▶ _Your goal_
All of the data below needs to be set down again, exactly as shown.

[Data excerpts]

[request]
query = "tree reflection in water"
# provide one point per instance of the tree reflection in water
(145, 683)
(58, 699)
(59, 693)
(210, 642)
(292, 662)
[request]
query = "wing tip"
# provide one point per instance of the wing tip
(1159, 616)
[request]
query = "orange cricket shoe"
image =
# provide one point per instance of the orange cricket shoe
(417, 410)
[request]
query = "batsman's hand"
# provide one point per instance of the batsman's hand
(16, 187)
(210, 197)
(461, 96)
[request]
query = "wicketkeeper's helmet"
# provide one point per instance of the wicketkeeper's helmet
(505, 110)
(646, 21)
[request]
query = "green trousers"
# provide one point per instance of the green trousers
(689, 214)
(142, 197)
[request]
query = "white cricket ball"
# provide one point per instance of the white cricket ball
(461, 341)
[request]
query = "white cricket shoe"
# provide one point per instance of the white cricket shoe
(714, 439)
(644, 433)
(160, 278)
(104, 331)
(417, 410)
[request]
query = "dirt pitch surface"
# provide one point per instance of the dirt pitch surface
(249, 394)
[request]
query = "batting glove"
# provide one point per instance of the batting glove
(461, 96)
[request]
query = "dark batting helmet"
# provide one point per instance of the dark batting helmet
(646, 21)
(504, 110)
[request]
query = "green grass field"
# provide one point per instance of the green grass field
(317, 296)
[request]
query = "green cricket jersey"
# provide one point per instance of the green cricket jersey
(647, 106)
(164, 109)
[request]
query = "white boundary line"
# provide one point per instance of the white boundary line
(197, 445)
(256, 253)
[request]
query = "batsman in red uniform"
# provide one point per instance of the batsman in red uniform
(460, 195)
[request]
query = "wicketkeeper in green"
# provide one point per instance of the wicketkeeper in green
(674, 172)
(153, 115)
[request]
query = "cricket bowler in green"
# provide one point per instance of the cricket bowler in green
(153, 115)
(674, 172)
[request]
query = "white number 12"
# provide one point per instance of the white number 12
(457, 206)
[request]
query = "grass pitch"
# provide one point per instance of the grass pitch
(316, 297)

▶ _Output below_
[request]
query = "tree reflection in water"
# provide one point per instance of the tree reflection in water
(145, 683)
(58, 699)
(59, 693)
(210, 642)
(292, 662)
[request]
query = "wing tip"
# provide one point per instance of the wing tip
(1159, 616)
[request]
query = "orange cricket shoe"
image =
# provide one point per instance of the orange cricket shoe
(417, 410)
[request]
query = "batsman's hand"
# provide one point per instance of the batsman's hand
(16, 187)
(210, 197)
(461, 96)
[request]
query = "wicketkeeper's helmet"
# provide one point per instance of the wicketkeeper's helmet
(505, 110)
(646, 21)
[request]
query = "green trousers"
# provide one point per instance of the green trousers
(689, 214)
(142, 197)
[request]
query = "white cricket ball"
# provide one point per instance of the white cricket ball
(461, 341)
[request]
query = "white cricket shoe"
# provide one point per instance of the white cricket shoe
(714, 439)
(644, 433)
(160, 278)
(104, 331)
(417, 410)
[request]
query = "dirt pitch surface"
# provide one point per instance of the dirt pitch surface
(249, 394)
[request]
query = "batting glove"
# provide one point per instance of the batting glove
(461, 96)
[request]
query = "dark batting helmet"
# provide one point per instance of the dark batting helmet
(646, 21)
(504, 110)
[request]
query = "green grass field"
# provide one point per instance of the green grass field
(317, 296)
[request]
query = "green cricket jersey"
# provide one point per instance of the green cricket jersey
(647, 106)
(164, 109)
[request]
query = "white boundary line"
# provide one point per instance of the white boundary line
(197, 445)
(256, 253)
[request]
query = "batsman in red uniform"
# provide one point per instance of the batsman in red uniform
(460, 195)
[request]
query = "wicketkeeper in green"
# provide one point per instance of the wicketkeeper in green
(674, 172)
(153, 115)
[request]
query = "cricket bowler in green"
# provide one point per instance of the cricket bowler in green
(153, 115)
(674, 172)
[request]
query = "white number 12"
# provide one point per instance of the white number 12
(457, 206)
[request]
query = "grass pitch"
# provide one point per instance of the grass pitch
(316, 297)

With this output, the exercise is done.